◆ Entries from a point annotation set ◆
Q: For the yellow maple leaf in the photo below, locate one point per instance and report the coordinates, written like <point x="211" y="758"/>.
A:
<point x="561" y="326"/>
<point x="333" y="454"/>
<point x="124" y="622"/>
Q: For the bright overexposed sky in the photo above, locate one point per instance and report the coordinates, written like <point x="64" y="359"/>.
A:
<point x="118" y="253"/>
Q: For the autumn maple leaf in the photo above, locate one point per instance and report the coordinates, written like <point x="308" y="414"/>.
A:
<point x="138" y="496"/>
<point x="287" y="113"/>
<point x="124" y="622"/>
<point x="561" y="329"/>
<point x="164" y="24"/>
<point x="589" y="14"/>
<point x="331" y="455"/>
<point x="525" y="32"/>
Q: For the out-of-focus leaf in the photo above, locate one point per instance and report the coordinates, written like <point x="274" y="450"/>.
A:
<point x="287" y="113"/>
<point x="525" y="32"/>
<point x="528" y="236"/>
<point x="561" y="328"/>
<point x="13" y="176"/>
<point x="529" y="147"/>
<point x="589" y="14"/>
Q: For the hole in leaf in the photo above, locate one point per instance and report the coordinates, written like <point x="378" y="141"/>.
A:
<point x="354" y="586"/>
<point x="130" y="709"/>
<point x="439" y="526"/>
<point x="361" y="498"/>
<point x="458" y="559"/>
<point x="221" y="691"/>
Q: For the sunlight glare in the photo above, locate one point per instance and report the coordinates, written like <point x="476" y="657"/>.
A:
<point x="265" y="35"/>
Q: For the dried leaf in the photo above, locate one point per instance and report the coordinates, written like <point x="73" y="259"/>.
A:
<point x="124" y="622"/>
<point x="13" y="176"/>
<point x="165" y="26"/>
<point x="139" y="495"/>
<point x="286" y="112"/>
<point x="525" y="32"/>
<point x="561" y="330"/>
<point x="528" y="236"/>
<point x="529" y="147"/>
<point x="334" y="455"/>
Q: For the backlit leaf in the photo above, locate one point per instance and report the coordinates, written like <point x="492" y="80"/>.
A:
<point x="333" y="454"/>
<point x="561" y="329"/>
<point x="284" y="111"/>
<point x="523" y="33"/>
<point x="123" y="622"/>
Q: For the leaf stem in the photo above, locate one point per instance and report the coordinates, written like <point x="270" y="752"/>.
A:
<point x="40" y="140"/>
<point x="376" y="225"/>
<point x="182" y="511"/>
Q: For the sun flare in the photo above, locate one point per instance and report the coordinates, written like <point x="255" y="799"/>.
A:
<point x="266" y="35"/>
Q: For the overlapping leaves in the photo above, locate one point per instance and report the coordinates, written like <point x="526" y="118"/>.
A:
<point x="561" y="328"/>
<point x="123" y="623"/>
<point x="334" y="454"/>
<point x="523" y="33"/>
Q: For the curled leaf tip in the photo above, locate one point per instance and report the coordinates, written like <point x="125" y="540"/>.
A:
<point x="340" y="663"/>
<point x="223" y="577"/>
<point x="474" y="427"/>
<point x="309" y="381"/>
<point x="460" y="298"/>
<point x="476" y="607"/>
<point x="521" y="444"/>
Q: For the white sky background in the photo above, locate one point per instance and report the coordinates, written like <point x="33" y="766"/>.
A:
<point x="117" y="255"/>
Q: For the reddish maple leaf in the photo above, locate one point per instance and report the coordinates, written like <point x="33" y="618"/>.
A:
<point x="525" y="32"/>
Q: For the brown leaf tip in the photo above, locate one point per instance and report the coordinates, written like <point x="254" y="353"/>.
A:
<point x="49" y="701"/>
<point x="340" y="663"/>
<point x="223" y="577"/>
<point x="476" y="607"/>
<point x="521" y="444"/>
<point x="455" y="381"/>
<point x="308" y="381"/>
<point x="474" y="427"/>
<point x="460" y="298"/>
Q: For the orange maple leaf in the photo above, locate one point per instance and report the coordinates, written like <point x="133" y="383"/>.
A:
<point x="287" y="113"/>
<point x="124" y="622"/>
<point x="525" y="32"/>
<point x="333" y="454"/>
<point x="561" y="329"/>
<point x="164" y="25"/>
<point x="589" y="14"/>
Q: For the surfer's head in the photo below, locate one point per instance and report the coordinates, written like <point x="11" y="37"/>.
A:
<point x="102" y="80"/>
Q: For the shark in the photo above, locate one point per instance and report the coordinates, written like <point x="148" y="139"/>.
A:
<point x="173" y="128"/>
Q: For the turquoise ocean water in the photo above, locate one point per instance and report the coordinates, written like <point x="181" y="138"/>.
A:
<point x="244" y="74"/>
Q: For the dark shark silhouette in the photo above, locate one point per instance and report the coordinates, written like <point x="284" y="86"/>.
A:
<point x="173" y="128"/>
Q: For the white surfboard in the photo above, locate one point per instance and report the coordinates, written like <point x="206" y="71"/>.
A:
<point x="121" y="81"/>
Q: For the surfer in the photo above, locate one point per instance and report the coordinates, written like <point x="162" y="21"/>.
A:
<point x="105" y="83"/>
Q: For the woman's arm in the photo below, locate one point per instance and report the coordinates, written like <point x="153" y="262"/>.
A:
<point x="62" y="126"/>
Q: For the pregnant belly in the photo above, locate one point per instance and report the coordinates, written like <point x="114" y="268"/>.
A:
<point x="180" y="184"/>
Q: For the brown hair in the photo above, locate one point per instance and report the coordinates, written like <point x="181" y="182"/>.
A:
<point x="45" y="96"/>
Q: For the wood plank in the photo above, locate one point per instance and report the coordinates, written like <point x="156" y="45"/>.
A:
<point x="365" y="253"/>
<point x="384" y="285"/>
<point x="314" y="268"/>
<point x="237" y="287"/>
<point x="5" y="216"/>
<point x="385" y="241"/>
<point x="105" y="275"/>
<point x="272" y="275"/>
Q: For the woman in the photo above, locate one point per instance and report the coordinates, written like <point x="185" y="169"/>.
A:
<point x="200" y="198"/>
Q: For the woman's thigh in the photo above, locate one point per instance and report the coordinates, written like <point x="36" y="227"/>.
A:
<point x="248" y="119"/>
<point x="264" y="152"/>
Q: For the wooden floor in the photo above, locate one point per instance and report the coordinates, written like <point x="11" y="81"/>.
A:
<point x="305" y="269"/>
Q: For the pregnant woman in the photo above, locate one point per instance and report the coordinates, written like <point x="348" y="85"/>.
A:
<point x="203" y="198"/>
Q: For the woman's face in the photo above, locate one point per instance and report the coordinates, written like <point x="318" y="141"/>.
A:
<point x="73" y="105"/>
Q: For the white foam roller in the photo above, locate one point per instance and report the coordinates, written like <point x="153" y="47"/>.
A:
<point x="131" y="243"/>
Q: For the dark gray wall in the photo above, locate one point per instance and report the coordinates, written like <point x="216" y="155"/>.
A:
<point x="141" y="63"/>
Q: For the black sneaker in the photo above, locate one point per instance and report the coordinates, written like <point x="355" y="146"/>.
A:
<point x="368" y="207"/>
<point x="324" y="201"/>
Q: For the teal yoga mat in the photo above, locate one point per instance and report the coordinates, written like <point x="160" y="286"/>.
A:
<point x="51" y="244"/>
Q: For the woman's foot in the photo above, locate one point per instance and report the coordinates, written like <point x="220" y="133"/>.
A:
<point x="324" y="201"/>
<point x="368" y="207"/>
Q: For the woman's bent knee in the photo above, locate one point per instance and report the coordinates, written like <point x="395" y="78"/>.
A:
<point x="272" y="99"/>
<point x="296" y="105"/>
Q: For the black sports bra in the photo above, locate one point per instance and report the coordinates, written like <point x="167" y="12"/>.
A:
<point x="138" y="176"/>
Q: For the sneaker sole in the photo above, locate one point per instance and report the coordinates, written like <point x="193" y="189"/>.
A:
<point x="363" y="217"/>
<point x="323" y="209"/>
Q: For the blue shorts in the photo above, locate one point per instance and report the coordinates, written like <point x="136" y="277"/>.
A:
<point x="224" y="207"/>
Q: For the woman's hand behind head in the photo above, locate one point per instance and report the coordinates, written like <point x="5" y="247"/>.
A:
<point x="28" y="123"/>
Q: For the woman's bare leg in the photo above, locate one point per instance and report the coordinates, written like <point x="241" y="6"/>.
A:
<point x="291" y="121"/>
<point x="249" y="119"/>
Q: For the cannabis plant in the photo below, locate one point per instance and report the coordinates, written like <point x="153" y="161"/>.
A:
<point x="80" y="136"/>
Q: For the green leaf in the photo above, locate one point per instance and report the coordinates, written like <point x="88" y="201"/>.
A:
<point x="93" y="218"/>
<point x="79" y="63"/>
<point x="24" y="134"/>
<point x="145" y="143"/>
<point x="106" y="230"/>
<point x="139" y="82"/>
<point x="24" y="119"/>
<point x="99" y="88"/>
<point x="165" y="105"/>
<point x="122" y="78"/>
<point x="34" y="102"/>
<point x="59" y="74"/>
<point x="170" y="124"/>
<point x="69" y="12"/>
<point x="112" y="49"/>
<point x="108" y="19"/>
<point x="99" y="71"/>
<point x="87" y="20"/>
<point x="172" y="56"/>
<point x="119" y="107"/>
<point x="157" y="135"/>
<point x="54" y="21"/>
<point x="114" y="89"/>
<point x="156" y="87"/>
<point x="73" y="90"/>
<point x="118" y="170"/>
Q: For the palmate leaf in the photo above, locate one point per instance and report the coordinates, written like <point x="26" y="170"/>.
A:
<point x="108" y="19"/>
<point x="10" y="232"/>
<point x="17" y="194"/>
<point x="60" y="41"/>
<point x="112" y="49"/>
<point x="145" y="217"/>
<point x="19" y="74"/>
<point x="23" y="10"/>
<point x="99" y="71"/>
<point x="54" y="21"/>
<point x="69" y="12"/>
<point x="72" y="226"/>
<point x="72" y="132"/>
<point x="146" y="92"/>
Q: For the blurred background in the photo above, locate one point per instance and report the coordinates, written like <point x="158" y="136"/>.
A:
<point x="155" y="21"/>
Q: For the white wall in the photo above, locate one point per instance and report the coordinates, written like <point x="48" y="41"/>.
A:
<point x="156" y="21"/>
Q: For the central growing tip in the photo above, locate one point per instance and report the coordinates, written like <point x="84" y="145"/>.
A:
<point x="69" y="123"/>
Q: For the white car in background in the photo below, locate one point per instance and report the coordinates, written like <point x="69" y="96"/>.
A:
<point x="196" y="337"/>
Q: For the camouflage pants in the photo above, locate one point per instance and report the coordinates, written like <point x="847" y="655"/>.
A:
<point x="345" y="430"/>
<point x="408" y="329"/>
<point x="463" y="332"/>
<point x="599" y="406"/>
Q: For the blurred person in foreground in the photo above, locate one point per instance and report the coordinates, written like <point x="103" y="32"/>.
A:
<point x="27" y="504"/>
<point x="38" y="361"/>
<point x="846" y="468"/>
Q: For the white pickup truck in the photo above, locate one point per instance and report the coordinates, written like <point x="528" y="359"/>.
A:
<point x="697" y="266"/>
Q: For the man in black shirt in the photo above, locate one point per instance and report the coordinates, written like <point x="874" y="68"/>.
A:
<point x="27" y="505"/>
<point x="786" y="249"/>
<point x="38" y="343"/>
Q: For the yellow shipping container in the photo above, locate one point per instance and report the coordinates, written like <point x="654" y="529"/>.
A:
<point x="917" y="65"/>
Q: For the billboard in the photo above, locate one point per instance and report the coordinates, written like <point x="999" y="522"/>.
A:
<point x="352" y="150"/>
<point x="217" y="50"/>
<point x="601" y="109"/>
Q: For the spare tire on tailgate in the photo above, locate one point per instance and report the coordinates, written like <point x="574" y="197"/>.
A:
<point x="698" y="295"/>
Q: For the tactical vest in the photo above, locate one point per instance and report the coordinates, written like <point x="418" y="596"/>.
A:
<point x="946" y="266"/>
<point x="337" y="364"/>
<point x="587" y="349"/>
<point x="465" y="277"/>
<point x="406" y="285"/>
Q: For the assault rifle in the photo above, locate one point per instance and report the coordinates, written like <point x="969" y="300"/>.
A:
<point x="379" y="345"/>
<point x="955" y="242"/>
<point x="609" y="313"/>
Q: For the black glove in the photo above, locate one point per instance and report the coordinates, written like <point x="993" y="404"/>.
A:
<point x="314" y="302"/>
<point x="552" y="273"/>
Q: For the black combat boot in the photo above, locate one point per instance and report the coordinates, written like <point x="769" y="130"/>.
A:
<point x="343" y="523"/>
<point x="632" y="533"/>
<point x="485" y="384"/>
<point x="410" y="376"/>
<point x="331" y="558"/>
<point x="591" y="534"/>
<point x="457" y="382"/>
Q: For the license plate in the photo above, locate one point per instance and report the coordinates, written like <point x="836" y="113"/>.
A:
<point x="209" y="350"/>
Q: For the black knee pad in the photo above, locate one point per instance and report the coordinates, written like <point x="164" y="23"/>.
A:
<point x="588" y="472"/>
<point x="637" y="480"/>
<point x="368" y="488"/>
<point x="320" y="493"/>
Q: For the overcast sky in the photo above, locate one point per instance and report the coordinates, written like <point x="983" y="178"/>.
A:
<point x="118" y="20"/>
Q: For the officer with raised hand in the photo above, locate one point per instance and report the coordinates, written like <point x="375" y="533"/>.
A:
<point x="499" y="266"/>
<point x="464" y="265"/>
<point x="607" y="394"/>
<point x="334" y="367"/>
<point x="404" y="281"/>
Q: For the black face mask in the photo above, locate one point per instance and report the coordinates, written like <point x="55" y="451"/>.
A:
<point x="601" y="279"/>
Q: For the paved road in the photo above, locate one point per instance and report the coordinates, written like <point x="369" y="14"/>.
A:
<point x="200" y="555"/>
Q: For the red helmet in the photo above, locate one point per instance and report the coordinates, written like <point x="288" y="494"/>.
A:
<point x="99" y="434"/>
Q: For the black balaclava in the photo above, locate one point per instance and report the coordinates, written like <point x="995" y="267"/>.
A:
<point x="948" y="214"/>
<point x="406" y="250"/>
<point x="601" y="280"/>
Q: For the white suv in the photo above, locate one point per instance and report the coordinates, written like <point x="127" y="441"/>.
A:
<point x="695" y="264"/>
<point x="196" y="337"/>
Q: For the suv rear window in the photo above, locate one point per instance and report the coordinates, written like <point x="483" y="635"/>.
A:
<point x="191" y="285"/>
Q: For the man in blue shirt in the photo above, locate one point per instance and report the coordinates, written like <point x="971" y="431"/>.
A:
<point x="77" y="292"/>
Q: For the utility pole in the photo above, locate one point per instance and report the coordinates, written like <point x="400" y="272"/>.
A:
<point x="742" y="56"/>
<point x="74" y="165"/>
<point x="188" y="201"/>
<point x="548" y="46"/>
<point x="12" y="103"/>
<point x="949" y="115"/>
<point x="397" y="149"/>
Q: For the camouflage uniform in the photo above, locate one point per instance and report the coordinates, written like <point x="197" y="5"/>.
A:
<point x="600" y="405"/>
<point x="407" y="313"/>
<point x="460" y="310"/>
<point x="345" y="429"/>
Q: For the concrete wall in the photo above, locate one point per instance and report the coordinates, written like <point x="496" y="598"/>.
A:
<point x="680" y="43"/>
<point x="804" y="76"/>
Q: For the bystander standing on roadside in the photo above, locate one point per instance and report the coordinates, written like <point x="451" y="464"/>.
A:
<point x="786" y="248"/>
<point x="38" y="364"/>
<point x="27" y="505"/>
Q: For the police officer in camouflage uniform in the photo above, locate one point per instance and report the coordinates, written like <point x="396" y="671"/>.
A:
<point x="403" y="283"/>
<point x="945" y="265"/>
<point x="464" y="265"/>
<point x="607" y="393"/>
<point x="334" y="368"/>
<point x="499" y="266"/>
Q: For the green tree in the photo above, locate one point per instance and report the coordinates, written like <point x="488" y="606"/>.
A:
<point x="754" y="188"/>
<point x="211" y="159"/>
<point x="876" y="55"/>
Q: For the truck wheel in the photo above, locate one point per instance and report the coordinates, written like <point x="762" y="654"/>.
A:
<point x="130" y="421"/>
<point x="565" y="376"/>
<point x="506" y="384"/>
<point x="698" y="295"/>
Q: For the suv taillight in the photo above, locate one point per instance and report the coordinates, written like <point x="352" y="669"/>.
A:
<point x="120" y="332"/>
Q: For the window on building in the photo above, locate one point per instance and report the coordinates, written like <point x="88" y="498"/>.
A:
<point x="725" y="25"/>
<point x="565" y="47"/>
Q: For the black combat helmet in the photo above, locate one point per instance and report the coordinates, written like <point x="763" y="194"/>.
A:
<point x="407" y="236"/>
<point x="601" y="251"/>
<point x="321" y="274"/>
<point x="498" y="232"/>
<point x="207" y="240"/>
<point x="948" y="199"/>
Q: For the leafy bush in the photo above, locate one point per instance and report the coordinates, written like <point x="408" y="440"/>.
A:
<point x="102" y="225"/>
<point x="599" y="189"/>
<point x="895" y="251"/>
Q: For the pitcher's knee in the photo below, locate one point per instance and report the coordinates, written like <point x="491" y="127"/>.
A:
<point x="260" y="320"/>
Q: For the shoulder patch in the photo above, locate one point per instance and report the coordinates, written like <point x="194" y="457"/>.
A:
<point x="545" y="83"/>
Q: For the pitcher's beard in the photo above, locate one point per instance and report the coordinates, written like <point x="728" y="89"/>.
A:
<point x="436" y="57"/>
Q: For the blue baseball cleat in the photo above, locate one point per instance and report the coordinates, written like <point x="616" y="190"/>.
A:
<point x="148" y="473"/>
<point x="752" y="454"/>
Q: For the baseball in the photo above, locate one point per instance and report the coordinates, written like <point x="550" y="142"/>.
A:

◆ What the task requires ◆
Starting with the line that contains "Q: For the truck", repeat each line through the last one exactly as it appears. Include both ends and nothing more.

◆ Full answer ◆
Q: For the truck wheel in the photo above, locate one point per instance and report the coordinates, written like <point x="762" y="654"/>.
A:
<point x="130" y="421"/>
<point x="565" y="376"/>
<point x="506" y="384"/>
<point x="698" y="295"/>
Q: For the suv taillight in the photo above, locate one point per instance and report the coordinates, written like <point x="352" y="669"/>.
A:
<point x="120" y="332"/>
Q: For the window on building in the photo above, locate one point per instance and report the coordinates, written like <point x="88" y="498"/>.
A:
<point x="725" y="25"/>
<point x="565" y="47"/>
Q: For the black combat helmet in the photo above, locate one point per instance and report the coordinates, written like <point x="763" y="194"/>.
A:
<point x="407" y="236"/>
<point x="601" y="251"/>
<point x="321" y="274"/>
<point x="498" y="232"/>
<point x="207" y="240"/>
<point x="948" y="199"/>
Q: For the leafy bush in the photo above, locate one point per instance and report the coordinates, written like <point x="408" y="440"/>.
A:
<point x="102" y="225"/>
<point x="599" y="189"/>
<point x="895" y="251"/>
Q: For the pitcher's knee in the photo below, locate one point per instance and report the coordinates, written like <point x="491" y="127"/>.
A:
<point x="260" y="320"/>
Q: For the shoulder patch in the photo above, locate one point per instance and report the coordinates, written like <point x="194" y="457"/>.
A:
<point x="545" y="83"/>
Q: For the pitcher's beard in the photo above, locate one point per instance and report the coordinates, written like <point x="728" y="89"/>.
A:
<point x="436" y="57"/>
Q: For the blue baseball cleat in the photo above, locate one point per instance and report the coordinates, written like <point x="616" y="190"/>.
A:
<point x="148" y="473"/>
<point x="752" y="454"/>
Q: For the baseball in the photo above, locate one point per instance and report the coordinates, written like <point x="550" y="142"/>.
A:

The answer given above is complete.